**DATA EXTRACTS**
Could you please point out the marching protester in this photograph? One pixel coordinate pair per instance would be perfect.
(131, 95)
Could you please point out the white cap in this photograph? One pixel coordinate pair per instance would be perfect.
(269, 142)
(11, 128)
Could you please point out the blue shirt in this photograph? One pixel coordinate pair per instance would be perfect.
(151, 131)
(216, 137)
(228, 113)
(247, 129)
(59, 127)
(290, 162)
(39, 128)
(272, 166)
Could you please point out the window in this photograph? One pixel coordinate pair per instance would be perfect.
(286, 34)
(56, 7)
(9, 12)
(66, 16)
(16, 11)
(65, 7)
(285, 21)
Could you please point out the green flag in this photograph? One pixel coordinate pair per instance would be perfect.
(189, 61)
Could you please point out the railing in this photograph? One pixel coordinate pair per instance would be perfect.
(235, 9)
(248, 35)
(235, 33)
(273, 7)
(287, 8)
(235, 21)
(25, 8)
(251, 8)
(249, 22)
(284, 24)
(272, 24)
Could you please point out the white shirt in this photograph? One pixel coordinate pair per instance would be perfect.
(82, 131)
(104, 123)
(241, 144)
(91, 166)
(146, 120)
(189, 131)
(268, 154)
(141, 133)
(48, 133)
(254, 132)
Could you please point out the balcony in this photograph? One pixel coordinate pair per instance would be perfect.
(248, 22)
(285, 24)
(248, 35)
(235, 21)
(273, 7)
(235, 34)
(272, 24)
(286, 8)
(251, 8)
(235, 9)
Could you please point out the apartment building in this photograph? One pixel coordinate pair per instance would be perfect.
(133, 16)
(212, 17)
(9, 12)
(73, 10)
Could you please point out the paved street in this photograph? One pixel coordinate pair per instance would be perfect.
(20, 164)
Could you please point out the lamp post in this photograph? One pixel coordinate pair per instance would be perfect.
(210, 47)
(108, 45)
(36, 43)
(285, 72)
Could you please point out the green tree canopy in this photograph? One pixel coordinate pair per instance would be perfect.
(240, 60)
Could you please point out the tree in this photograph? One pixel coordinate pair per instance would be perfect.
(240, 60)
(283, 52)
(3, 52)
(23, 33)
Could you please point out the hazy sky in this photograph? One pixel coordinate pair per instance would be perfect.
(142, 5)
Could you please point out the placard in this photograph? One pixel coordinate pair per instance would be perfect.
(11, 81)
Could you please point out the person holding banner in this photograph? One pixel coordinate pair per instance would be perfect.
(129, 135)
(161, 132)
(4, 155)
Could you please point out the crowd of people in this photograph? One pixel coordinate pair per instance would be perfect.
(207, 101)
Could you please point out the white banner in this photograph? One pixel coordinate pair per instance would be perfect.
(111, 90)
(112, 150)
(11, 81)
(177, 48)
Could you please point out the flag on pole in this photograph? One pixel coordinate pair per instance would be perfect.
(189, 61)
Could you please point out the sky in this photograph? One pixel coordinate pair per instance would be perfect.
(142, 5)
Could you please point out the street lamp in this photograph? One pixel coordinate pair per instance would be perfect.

**EXERCISE GOAL**
Copy the records out again word for word.

**RESULT OF THIS TASK**
Could you please point out the marching protester in this photograph? One pixel coordinate pair per instance would be perfect.
(131, 95)
Could you please point out the white cap in this photograph? One pixel coordinate pair per instance would be perfect.
(269, 142)
(11, 128)
Could you please point out the blue shirt in this photograph? One pixel coordinate pair per instance would be perfect.
(151, 131)
(216, 137)
(228, 113)
(247, 129)
(59, 127)
(290, 162)
(39, 128)
(272, 166)
Could you please point out the window in this photograph? One pixel coordinate pair per instance would be perfect.
(286, 34)
(56, 7)
(9, 12)
(66, 16)
(16, 11)
(65, 7)
(285, 21)
Could you please point out the green flag in this photograph? One pixel coordinate pair per instance would be perfect.
(189, 61)
Could you please point out the railing in this photograph? One pixel coordinate pair per instance would be perfect.
(235, 9)
(248, 35)
(235, 33)
(273, 7)
(287, 8)
(235, 21)
(25, 8)
(251, 8)
(249, 22)
(284, 24)
(272, 24)
Could you please point out the white shirt in this photograph? One pixel coordinate pair per instance would be perfect.
(82, 131)
(104, 123)
(241, 144)
(91, 166)
(146, 120)
(189, 131)
(268, 154)
(141, 133)
(48, 133)
(254, 132)
Could you please point out the balcony in this photograph? One pixel coordinate pair per instance would be perfect.
(248, 22)
(285, 24)
(248, 35)
(235, 21)
(273, 7)
(235, 34)
(272, 24)
(286, 8)
(251, 8)
(235, 9)
Could you please point out the apartment building in this photograph? One pixel coordinate pair per instance would be perfect.
(133, 16)
(212, 17)
(9, 12)
(73, 10)
Could you please point out the paved street in this photograph? One pixel coordinate pair per instance would be perfect.
(20, 164)
Could you please point out the lamp post in this photograph? One pixel coordinate pair per instance would be perfect.
(210, 47)
(108, 45)
(36, 43)
(285, 72)
Could you please point out the green tree canopy in this photograph? One pixel coordinate pair per instance would be perfect.
(240, 60)
Could you please point out the tree in this photograph? One pixel coordinate pair per instance would be perfect.
(240, 60)
(283, 52)
(3, 52)
(23, 33)
Could you please point out the hazy sky in this photograph? One pixel coordinate pair per instance would be perfect.
(142, 5)
Could you please point out the placard in this photograph? One pixel coordinate pair per instance would be perfect.
(11, 81)
Could you please point out the person holding banner in this photograph? One pixel coordinate pair per instance would be perfect.
(129, 135)
(161, 132)
(4, 155)
Could you please point out the crowd of people in this photograph? One pixel coordinate pair per instance would be perfect.
(207, 101)
Could you please point out the white banner in this photograph? One pixel coordinate pair per instance would be perfect.
(111, 90)
(112, 150)
(11, 81)
(177, 48)
Could you please point out the flag on pole in this photograph? One pixel coordinate pair per instance would be perfect.
(189, 61)
Could you please point out the sky in this photograph? One pixel coordinate pair per instance would be perfect.
(142, 5)
Could you please point out the street lamp in this photograph? One pixel coordinate pair per instance would be perfect.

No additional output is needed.